** start of Records **

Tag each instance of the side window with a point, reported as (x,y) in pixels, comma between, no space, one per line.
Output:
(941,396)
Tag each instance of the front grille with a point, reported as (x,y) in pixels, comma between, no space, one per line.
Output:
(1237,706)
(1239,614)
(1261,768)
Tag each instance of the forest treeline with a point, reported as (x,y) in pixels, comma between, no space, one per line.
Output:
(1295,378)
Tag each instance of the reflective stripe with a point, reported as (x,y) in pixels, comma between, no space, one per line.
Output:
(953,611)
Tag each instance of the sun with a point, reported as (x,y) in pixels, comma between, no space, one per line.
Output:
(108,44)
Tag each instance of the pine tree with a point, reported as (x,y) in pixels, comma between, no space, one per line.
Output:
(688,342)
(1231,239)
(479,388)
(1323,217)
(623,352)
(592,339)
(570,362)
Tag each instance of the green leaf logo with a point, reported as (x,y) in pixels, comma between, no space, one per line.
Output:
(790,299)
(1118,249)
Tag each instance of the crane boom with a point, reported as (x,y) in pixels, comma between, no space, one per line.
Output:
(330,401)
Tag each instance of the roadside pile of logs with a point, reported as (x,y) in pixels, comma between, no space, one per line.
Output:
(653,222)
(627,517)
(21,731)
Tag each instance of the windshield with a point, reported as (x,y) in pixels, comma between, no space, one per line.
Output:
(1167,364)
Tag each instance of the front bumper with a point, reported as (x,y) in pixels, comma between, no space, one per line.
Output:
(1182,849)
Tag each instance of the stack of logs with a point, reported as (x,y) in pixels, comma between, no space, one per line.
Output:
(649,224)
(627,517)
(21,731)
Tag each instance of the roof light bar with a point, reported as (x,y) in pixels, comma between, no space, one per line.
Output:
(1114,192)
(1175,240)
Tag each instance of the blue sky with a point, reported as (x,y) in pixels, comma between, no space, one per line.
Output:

** end of Records **

** Set task **
Please rewrite the data above, replacing every "Tag" with "Mark" and keeping everything else the same.

** The result **
Mark each instance of the side window with a point, reported as (x,y) in pixels, comma between, no space, one per line.
Output:
(941,396)
Mark each instance of the front grille with a point, reported as (x,y) in pixels, comma between, no space, one per line.
Output:
(1237,706)
(1239,614)
(1261,768)
Mark each instance of the forest treeline with a point, reported as (x,y) in pixels, comma between, no space, one per line.
Output:
(1295,378)
Mark each instance of the reflective stripe with a point, reported as (x,y) in pixels, comma between, no space, one per line.
Output:
(953,611)
Mark each instance of the sun with a point, reported as (x,y) in pixels, comma between, no space, one per line.
Output:
(108,44)
Mark each instance of the pine tree with a point, reported as (x,y) in pixels, comma between, no space, one per line.
Output:
(688,342)
(1231,239)
(479,388)
(1323,217)
(623,352)
(592,339)
(570,362)
Mark each instance of the green leaf logo with a point, reported as (x,y) in pixels, comma between, no space, one per line.
Output:
(790,299)
(1118,249)
Mark each instance of the crane boom with a point, reported as (x,y) in pixels, comma between, no space, one per line.
Output:
(330,401)
Mark each instance of the roadside pile of logs with a point, reported as (x,y) in pixels, comma between, no space, one per line.
Output:
(653,222)
(627,517)
(21,731)
Mark each instance of the windshield with a point, reported as (x,y) in pixels, comma between, no space, one per line.
Output:
(1167,364)
Mark each instance of the front bumper with a point, reported as (x,y) in pixels, comma between, no space, one per line.
Output:
(1182,849)
Mark each instance of the stack of logs with a point, reported as (x,y) in pixels, comma between, no space, one per line.
Output:
(649,224)
(627,517)
(21,731)
Mark each instance of the roof light bar with a point, reported as (x,y) in pixels, comma between, no space, one per line.
Output:
(1114,192)
(1175,240)
Mark each instance of the blue sky with a point, reported as (x,y) in pixels, comma between, no space, one per line.
Output:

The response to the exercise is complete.